▸ **REQUIRED TASK**: Write out every one of the rows below word for word, leaving nothing out and changing nothing.
Begin
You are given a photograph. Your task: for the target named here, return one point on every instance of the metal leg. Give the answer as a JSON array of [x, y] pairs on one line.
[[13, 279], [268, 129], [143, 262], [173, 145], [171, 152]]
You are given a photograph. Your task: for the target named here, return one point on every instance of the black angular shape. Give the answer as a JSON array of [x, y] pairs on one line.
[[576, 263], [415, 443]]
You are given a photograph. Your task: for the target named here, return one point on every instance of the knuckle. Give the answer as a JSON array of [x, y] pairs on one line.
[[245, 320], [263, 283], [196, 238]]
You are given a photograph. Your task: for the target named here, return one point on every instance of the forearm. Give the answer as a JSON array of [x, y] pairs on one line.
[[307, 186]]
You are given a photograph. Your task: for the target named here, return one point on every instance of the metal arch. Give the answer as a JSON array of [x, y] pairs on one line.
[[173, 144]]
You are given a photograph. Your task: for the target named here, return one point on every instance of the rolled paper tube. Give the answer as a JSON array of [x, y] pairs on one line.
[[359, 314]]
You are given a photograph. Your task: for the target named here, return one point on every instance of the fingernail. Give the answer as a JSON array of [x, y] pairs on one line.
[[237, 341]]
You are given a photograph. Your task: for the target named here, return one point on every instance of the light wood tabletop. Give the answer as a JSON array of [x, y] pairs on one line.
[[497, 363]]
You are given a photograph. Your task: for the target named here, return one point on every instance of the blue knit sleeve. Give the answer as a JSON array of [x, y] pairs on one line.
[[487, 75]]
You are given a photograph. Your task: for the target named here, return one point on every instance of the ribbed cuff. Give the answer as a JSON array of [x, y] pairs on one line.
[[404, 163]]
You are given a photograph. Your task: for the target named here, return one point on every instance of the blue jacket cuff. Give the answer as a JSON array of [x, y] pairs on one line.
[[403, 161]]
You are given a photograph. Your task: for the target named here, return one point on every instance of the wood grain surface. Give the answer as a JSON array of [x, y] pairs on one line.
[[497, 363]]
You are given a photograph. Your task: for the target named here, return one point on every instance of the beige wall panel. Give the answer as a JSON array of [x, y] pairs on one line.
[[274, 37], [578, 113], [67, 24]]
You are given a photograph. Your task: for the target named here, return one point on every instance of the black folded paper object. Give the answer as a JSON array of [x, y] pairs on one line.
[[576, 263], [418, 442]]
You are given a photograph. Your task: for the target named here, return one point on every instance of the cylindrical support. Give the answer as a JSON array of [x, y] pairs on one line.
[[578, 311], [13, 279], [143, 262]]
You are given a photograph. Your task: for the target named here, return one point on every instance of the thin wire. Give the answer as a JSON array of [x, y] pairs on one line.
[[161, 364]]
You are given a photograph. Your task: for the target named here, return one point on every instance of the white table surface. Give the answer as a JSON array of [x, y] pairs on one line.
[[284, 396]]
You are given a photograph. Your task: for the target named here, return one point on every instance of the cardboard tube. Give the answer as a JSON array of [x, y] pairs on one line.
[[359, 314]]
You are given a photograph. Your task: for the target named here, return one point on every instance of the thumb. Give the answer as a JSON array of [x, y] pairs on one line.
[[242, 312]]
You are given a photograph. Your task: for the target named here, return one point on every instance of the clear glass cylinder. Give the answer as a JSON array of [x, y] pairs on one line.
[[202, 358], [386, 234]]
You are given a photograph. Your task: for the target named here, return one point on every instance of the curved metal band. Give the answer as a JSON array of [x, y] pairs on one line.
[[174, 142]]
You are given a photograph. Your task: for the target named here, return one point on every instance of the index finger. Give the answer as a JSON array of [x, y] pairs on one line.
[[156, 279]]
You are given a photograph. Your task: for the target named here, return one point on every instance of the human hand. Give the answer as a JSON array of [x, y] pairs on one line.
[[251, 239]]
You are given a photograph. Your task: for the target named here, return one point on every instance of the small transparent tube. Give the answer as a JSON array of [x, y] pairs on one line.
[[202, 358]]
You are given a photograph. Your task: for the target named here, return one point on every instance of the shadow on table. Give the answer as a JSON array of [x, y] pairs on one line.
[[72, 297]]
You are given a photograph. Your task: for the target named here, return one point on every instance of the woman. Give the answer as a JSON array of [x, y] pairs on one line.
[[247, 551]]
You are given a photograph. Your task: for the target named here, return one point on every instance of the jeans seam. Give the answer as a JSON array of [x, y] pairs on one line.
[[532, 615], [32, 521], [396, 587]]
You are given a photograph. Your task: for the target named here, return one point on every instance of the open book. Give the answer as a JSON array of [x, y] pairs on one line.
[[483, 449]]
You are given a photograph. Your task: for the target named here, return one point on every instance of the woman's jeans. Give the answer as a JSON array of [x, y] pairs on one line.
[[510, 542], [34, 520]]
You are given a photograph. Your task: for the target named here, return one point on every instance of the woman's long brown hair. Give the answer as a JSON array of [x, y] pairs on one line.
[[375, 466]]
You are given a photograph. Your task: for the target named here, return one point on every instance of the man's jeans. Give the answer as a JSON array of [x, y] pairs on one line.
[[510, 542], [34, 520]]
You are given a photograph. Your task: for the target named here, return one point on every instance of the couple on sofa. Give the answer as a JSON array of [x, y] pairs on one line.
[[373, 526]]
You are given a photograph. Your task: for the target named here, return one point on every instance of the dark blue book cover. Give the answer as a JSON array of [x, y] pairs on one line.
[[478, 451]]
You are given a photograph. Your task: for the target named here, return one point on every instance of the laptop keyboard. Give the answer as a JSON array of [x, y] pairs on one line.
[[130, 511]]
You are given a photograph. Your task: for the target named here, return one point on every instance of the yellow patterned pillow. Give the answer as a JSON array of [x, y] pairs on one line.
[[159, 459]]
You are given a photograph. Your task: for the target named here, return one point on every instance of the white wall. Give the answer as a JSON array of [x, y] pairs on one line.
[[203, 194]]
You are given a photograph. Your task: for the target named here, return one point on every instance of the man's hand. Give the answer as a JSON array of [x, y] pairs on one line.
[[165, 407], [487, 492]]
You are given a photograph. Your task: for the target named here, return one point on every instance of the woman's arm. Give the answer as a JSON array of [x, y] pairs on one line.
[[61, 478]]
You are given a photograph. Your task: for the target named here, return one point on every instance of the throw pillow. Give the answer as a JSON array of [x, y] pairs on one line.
End
▸ **SOLUTION TO THIS PROBLEM**:
You are given a photograph. Your task: for the target named here, return one point on every instance of the metal leg. Give the answer as a JSON array of [x, y] pairs on one line.
[[13, 279], [268, 129], [143, 262], [173, 145], [171, 152]]
You are given a photograph. Your task: for the target named here, return one point on every instance of the black angular shape. Give the answer as a JSON array of [x, y] pairs on one line.
[[576, 263], [415, 443]]
You are given a photograph. Your task: for the target named here, return one point on every instance of the knuckle. Give the answer as a JSON array of [x, y] pairs on one line.
[[245, 320], [263, 283], [196, 238]]
You are given a photograph. Your task: for the target named here, return one point on every instance of the forearm. Give the answer as a JSON array of [x, y] pairs on one line.
[[307, 186]]
You are given a photograph. Your task: for the target named here, return one point on every instance of the metal arch. Give the answer as a JSON array of [x, y] pairs on one line.
[[173, 144]]
You are given a photograph. Your task: for the target named here, return one point on every instance of the rolled paper tube. Give the answer as a JSON array of [x, y] pairs on one line.
[[359, 314]]
You are given a photograph. Your task: for the target named here, return one point on every instance of the fingernail. Give the answer as a JSON array of [x, y] pairs on one line.
[[237, 341]]
You are given a photograph. Your task: for the target named here, return one point on every instance of the light wood tabletop. Give the answer as a JSON array of [x, y] pairs on one line.
[[497, 363]]
You are given a photograph. Your task: for the target named here, return one point on every instance of the blue knit sleeve. Give the answer as a JSON array of [x, y] pairs on one line.
[[487, 75]]
You are given a photograph. Your task: for the target named here, return one point on every instance of the ribbed cuff. Give the answer as a JSON array of [x, y] pairs on one line.
[[404, 163]]
You are given a photograph. Your task: for the target named here, return one point on every instance of the blue jacket cuff. Give the answer as a JSON array of [x, y] pairs on one line.
[[403, 161]]
You are given a photograph. Your task: for the target named here, return one point on every instance of the wood grain surface. Give the answer as a JSON array of [x, y] pairs on one line.
[[497, 363]]
You are given a photograph. Your task: for the target named here, return one point on every instance of the beige wall panel. Give the answer as a JSON array of [x, y] pairs on one line.
[[274, 37], [578, 113], [67, 24]]
You are given a photograph. Your task: for the target named here, return one point on every instance of the black folded paper object. Give the answer as a JSON array of [x, y] pairs on one line.
[[576, 263], [418, 442]]
You are given a photograph. Your task: for the target named here, return one point on every instance of the cylindrical support. Give the answer as a JSON array of [x, y] pairs on one line.
[[578, 311], [13, 279], [143, 262]]
You are given a photograph. Your task: for the target named here, return one point on every instance of the thin wire. Give the answer as a JSON array of [x, y] pairs on one line.
[[161, 364]]
You are given a photograph. Your task: for the target named here, return one point on every instance of the white table surface. Give the answer as a JSON array of [x, y] pairs on one line.
[[284, 396]]
You are given a photograph. Your task: for the target named here, return one point on every instance of the cardboard tube. Give the answer as a JSON array of [x, y] pairs on one line.
[[359, 314]]
You are given a photograph. Your task: for the target named here, return one point on every instance of the thumb. Give the answer as a JSON array of [x, y] pairs on one line.
[[242, 312]]
You are given a photograph. Your task: for the target named here, return one point on every instance of the clear glass cylinder. Give the answer as a JSON array of [x, y] pairs on one line.
[[202, 358], [386, 234]]
You are given a photograph. Your task: for the target named here, return one point on every instance of the curved metal band. Give the answer as a JSON array of [x, y] pairs on one line.
[[174, 142]]
You are given a photograph. Your task: for the target named here, return one point on every instance of the index finger. Give the answer as a JSON array of [x, y] pairs on one line.
[[156, 279]]
You are given a photograph. Your task: for the target named here, return one point on every instance of the human hand. Give the answer as a JSON array of [x, y] pairs on one line.
[[251, 239]]
You are given a photograph. Your task: for the target named here, return one point on every instance of the small transparent tube. Give the answer as a JSON array of [x, y] pairs on one line.
[[202, 358]]
You are given a photograph. Your task: for the target named here, return one point on every instance of the shadow on table. Give the answer as a JSON array of [x, y] pairs on one line.
[[72, 297]]
You are given a photograph. Your task: for the target named here, return one point on every instance of the woman. Give the answer as a JSON array of [x, y] pairs on one line.
[[247, 551]]
You are given a photograph. Your task: for the target named here, return one point on every instance of the jeans seam. Give the answer as a JSON array of [x, y] pairs on one line.
[[532, 615], [32, 521], [396, 587]]
You are given a photograph. Your task: for the target named here, return one point on every instance of the open book. Give the answer as a JSON array of [x, y] pairs on one line.
[[483, 449]]
You are given a photograph. Your task: for the target named here, return one point on every instance of the woman's jeans. Give the answer as a JSON array of [x, y] pairs on one line.
[[510, 542], [34, 520]]
You are given a photograph. Your task: for the target named here, return one point on every instance of the woman's long brown hair. Give the answer as a JSON array of [x, y] pairs on one line.
[[375, 466]]
You are given a photograph. Your task: for the target named here, return one point on every instance of the man's jeans. Give the answer as a JSON array of [x, y] pairs on one line.
[[510, 542], [34, 520]]
You are given a photograph. Your task: for the target named here, return one point on every instance of the couple on sofa. Give the answer as a JSON array of [x, y] pairs on one line.
[[373, 526]]
You are given a photograph. Your task: for the target named here, return one point on every instance of the dark blue book cover. Give the answer as a JSON array of [x, y] pairs on one line.
[[478, 451]]
You are given a photograph. Your task: for the target named here, return one point on every instance of the laptop keyboard. Give the answer as a JSON array of [x, y] pairs on one line.
[[130, 511]]
You are given a photograph. Your task: for the target named here, return one point on every instance of the yellow patterned pillow. Give the answer as a JSON array of [x, y] pairs on one line.
[[159, 459]]
You are given a photograph. Your task: for the target named here, return one point on every instance of the white wall. Give the answer as a JSON array of [x, y] pairs on one line.
[[203, 194]]
You are given a photograph. Your task: for the target named here, return one point on every instance of the man's hand. Give the answer as a JSON array of [x, y] pairs on one line.
[[165, 407], [487, 492]]
You are given a photograph. Your task: for the target named here, return one point on every instance of the woman's arm. Give the answer as a JSON array of [x, y] pairs on one line.
[[61, 478]]
You are given a photograph. Your task: for the target named here, return one point on every instance of the throw pillow. Give the answer as a JSON array of [x, y] pairs on one line.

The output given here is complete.